▸ Questions to answer
(a) Answer these questions about the passage on ¹⁹⁵Pt chemical shift calculations, one answer per line, marked like the questions:
(i) Which residue makes up the reduced system together with the platinum complex?
(ii) How many frames were selected for the environment with water molecules?
(iii) What average ¹⁹⁵Pt chemical shift is reported for the aqueous environment?
(b) What comes next in the passage on ¹⁹⁵Pt chemical shift calculations? Write a continuation that picks up after its last sentence.

*** Opening of Provided passage ***

In line with that, we proposed to reduce the PC:PI3K system to be able to perform GIAO-DFT calculations without a very high computational cost. For this reduction, other studies indicate that only the residues of the PI3K active site in the range for performance H-Bonds can be considered for studies of the complex–enzyme relationship [2,3,27]. In the PC:PI3K system, the reduced system is composed by the platinum complex and the residue Val882. The representation of the reduced system can be seen in Figure 9.

With this in mind, chemical shifts calculations were performed at a theory level PBEPBE/NMR-DKH, using the 93 and 98 frames selected with amino acid residues and water molecules, respectively. The average chemical shifts values for both environments were presented in

Table 1. Theoretical ¹⁹⁵Pt chemical shifts in different chemical environments performed at theory level PBEPBE/NMR-DKH.

Chemical Environment	δ(195Pt) (ppm)
Enzymatic	−1306.58 ± 25.33
Aqueous	−2911.25 ± 9.66

. These calculations point out that, as expected, there is a difference when the chemical environment was changed from water to enzymatic of around 1600 ppm.

*** Close of Provided passage ***
*** Opening of Information supplied ***

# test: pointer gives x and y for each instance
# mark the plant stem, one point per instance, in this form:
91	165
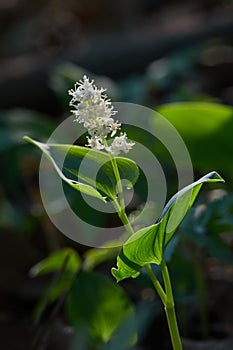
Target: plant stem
170	309
201	289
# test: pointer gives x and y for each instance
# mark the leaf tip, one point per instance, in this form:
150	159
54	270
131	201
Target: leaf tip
214	175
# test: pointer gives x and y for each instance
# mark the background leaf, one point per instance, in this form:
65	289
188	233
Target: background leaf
209	139
55	261
99	305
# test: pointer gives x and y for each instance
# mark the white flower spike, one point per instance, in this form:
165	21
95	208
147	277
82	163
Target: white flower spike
94	110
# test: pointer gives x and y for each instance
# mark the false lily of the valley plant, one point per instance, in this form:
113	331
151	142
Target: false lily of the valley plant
92	108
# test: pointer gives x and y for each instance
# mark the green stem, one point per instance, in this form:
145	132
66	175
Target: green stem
156	283
170	309
201	288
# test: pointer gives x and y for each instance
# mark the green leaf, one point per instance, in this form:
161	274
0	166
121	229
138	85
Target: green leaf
96	256
105	182
148	244
66	259
99	305
210	134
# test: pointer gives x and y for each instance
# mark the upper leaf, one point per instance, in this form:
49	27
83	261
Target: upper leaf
148	244
78	165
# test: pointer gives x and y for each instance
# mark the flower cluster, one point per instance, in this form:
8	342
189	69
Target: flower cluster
94	110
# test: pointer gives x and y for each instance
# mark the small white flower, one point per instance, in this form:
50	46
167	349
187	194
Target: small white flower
94	110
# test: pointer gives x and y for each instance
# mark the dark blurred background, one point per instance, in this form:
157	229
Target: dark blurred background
149	52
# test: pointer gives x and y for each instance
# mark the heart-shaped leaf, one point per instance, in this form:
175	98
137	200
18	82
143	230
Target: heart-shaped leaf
78	165
148	244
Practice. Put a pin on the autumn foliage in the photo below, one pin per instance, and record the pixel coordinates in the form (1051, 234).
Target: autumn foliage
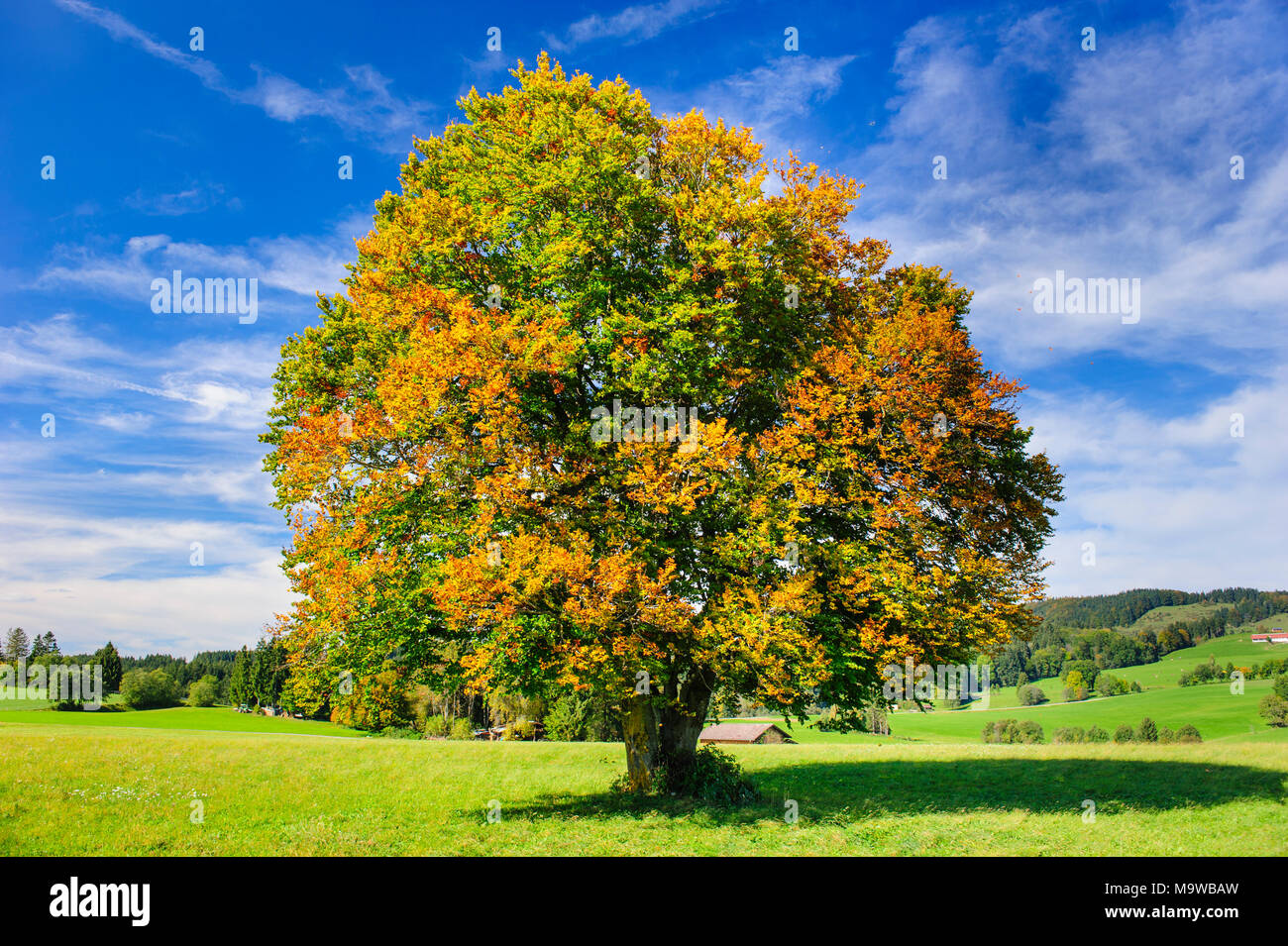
(857, 489)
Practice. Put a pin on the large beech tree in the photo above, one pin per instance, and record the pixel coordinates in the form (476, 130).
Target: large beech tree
(855, 490)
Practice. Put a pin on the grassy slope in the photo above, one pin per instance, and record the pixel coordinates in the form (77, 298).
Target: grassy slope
(215, 718)
(268, 794)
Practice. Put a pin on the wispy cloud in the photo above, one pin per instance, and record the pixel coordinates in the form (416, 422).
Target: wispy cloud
(634, 24)
(364, 104)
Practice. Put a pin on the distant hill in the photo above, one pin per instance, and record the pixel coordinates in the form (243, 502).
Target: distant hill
(1237, 605)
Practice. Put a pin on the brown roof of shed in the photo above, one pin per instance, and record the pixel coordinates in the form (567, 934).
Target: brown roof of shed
(738, 731)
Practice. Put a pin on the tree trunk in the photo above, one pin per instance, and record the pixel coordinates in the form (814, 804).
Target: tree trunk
(683, 721)
(639, 732)
(665, 736)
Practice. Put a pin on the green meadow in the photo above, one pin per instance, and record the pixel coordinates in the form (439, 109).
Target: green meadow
(103, 789)
(215, 782)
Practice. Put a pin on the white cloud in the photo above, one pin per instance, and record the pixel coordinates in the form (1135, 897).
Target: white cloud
(364, 106)
(634, 24)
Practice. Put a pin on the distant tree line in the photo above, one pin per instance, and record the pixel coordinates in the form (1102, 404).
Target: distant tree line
(1248, 605)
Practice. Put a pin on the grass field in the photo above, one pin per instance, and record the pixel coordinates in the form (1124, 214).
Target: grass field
(125, 783)
(215, 718)
(99, 789)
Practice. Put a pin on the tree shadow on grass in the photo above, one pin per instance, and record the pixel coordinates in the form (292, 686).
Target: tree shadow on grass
(858, 790)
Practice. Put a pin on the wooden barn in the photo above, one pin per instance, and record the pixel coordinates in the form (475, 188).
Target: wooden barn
(743, 734)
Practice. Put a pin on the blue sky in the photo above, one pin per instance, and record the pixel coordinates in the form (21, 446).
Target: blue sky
(1113, 162)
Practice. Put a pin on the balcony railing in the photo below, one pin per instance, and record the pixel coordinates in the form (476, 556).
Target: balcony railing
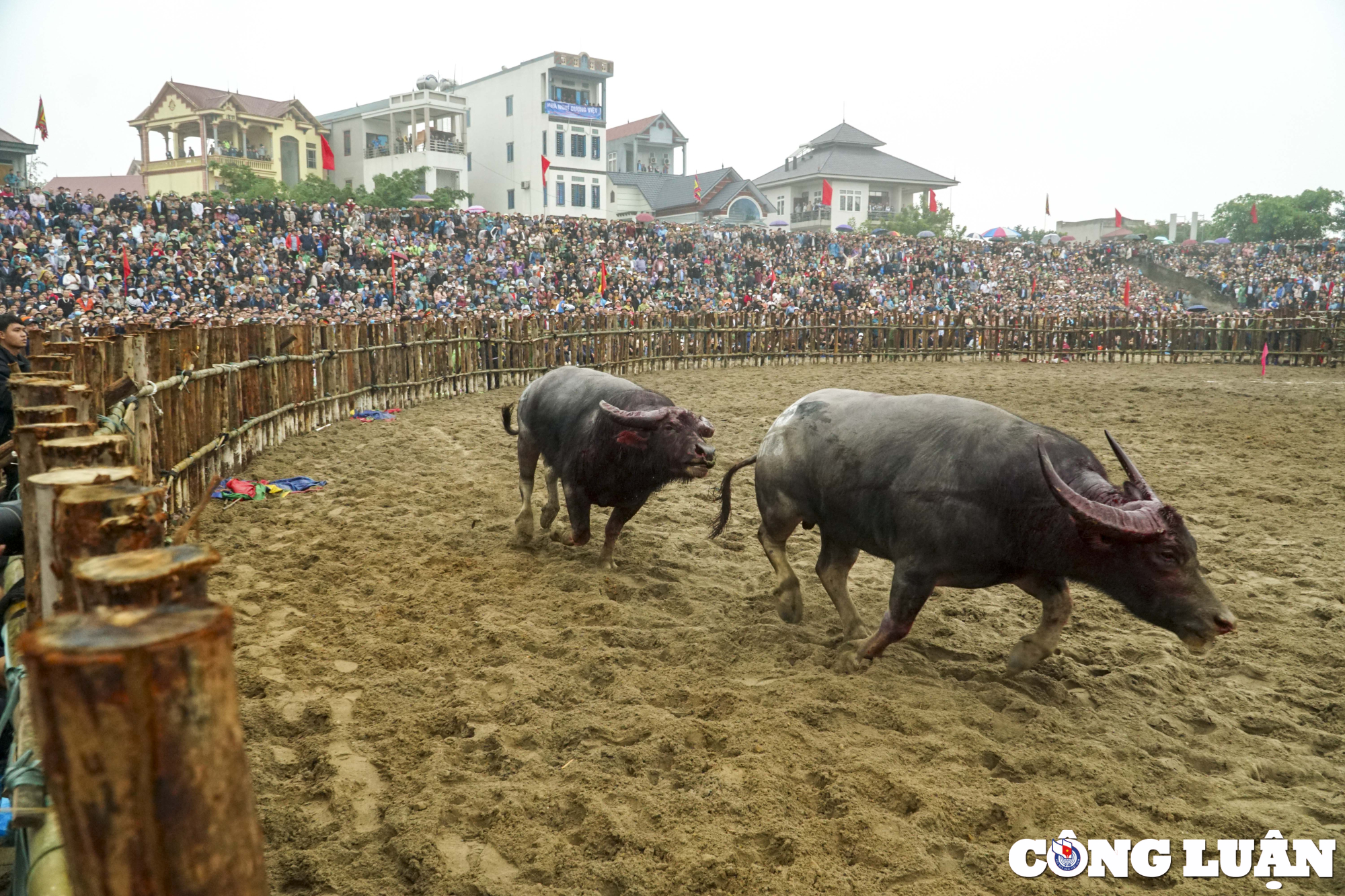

*** Close of Information supplied ***

▸ Your written answers
(a)
(i) Val882
(ii) 98
(iii) −2911.25 ± 9.66 ppm

(b)
This large difference between the chemical shift in enzymatic (−1306.58 ppm) and aqueous (−2911.25 ppm) environments is important to understanding the behavior of PC in these two environments.

Since our goal is to verify the difference in the chemical shift value in the different environments, it is important to verify if the mean results of the chemical shifts are statistically different from each other. For this we performed a Student’s t-test, considering a confidence level of 95%, taking into account that the null hypothesis is that the two means are equal. For our data, the p-value was equal to 0.029, which leads us to rule out the null hypothesis, that is, the mean chemical shift values for the platinum complex in an aqueous and enzymatic environment are statistically different.

The higher chemical shift in the enzyme active site is an expected result, since the active sites have a hydrophobic characteristic, given that H-Bonds are formed between the PC and the PI3K enzyme, highlighting the importance of these interactions for changes in the chemical shift. The same behavior was observed for similar compounds, with Pt and Re, in previous studies [2,3].

These results indicate that the PC shows a different behavior in both environments, showing the sensitivity of the Pt chemical shift to these media, which is an interesting result for the application of this complex as a spectroscopic probe.

4. Conclusions

From the docking and MD (50 ns) studies between the PC and PI3K, we point out the Val882 residue as the most frequently occurring amino acid in the entire MD simulation. Thus, 93 frames were selected by the OWSCA algorithm and submitted to the first NMR calculations containing the PC and the Val882 residue.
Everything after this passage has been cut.